THE INPUT =
══════════════════════════════

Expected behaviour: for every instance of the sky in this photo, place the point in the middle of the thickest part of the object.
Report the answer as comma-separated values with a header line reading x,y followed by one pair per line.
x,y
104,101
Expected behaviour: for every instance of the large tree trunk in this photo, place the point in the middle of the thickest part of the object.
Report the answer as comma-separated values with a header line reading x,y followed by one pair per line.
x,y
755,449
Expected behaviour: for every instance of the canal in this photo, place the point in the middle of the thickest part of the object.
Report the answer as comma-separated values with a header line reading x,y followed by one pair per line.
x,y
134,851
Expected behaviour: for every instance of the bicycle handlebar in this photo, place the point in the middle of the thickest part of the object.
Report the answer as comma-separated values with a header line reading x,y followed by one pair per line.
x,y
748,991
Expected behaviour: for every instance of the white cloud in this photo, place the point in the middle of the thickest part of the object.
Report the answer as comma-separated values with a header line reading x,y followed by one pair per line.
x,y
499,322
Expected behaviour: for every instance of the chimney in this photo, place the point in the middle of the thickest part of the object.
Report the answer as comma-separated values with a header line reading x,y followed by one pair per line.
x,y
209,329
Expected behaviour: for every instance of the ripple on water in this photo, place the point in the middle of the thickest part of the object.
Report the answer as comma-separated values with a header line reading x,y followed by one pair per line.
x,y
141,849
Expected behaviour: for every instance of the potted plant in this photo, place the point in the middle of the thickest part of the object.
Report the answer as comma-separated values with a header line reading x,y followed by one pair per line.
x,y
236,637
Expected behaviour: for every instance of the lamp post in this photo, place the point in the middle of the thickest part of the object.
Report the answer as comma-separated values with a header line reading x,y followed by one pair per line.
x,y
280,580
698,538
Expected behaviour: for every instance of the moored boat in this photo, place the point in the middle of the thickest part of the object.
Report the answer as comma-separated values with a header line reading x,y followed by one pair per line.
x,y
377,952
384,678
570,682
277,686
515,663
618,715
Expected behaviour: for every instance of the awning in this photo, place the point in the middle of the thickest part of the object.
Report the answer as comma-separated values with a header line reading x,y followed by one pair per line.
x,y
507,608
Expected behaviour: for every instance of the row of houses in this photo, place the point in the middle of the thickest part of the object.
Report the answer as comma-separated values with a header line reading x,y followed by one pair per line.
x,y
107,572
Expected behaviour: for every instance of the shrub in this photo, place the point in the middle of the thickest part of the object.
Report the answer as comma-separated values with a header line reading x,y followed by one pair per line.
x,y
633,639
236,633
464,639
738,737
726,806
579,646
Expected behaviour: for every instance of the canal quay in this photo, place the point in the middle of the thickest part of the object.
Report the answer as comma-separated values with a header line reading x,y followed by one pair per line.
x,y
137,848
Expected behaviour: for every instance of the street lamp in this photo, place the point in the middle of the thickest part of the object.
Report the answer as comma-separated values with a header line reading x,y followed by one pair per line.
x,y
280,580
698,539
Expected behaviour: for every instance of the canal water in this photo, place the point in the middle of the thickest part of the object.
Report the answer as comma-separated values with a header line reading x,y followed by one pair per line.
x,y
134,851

══════════════════════════════

WRITTEN TASK = Produce a verbatim transcription of the entries above.

ANSWER TO THIS TASK =
Expected behaviour: for every instance of the sky in this photo, place the point in the middle of the thickest part of the object.
Report the answer as comma-separated values with a header line reading x,y followed by one pair per line.
x,y
104,101
Expected behaviour: for every instance of the large tree trunk in this photo, place the point in the middle of the thickest part of the object.
Report the answer as comma-separated values with a header line reading x,y followed by one pair per line.
x,y
755,449
Expected behaviour: for every instance of the canal in this photo, place the point in the middle of the thickest part of the object.
Report the answer as comma-separated values with a header line reading x,y followed by one pair per line.
x,y
134,851
Expected behaviour: for every instance of the bicycle handlebar in this photo, place the point in the middle of the thickest part of the object.
Report the answer as comma-separated values with a header line reading x,y followed by one pair per line.
x,y
748,991
Expected behaviour: for every instance of the white cloud in this photo, place the point in the middle of the thickest part of the object.
Report the answer as comma-separated values with a header line reading x,y followed by one pair per line.
x,y
499,322
Expected behaviour: for every instance of the chimney in this photo, place the point in the middle of the thickest part of the object.
Report the answer as comma-separated values with a header line reading x,y followed by one pair per line.
x,y
209,329
Expected behaviour: for every instance of the ripple on water in this photo, place the point in the middle of the thickest part of the object.
Report the answer as comma-separated values with a header line reading x,y followed by one pair per line.
x,y
141,849
Expected behaviour: for every instance of the potted plant in this photo, place the point in the middle of the thickest part of the object.
Report the answer as comma-separated values with a header line reading x,y followed by one pair per line.
x,y
236,637
Expected behaviour: for every instance of the lamp post in this photo, place the point in the middle of the thickest part of the object.
Report the answer as comma-separated values with a header line reading x,y followed by one pair per line.
x,y
280,580
698,538
Expected behaviour: for every instance of the moored boat in this photo, place the point in the middle of the thickest part of the object.
Report the answer as comma-separated values with a header line reading x,y followed by one pair per line.
x,y
377,952
384,678
570,682
277,686
515,663
618,715
Expected behaviour: for every instance of the awning in this photo, place the point in the middle of the thickest part of the object.
Report the answer as comma-separated values with a header line reading x,y followed by one pair per line.
x,y
507,608
Expected behaviour: for every instance of the row of houses in this photo, place the point in the middle of the thickest part of the object.
Report the answer as comma-separated values with a header line reading x,y followed by one pair per line.
x,y
107,572
Expected behaviour: for every instance of the shrub in this photo, place the point in the middle of the thickest part of the object.
Report the answer as comma-separated values with a header line reading x,y followed by one pair per line.
x,y
633,639
236,633
464,639
738,737
726,806
579,646
Expected behaviour: for every instance of the canal quay in this photo, place the point in the middle of the thickest part of the object.
Report the answer as comma-separated values with a header line reading x,y followed by one pair per line.
x,y
137,848
Expected behaviour: for every instance of the street lamp in this photo, place the point in the middle of the thickest part of the object.
Report the answer as comma-separated values with a header line reading x,y followed by one pair per line.
x,y
280,580
698,539
Expected behaviour: for every instance of the canal water in this photo, place the point in the middle of the thickest part of the object.
Report the answer as comma-separated values with a header line reading x,y followed by one pair per line.
x,y
134,851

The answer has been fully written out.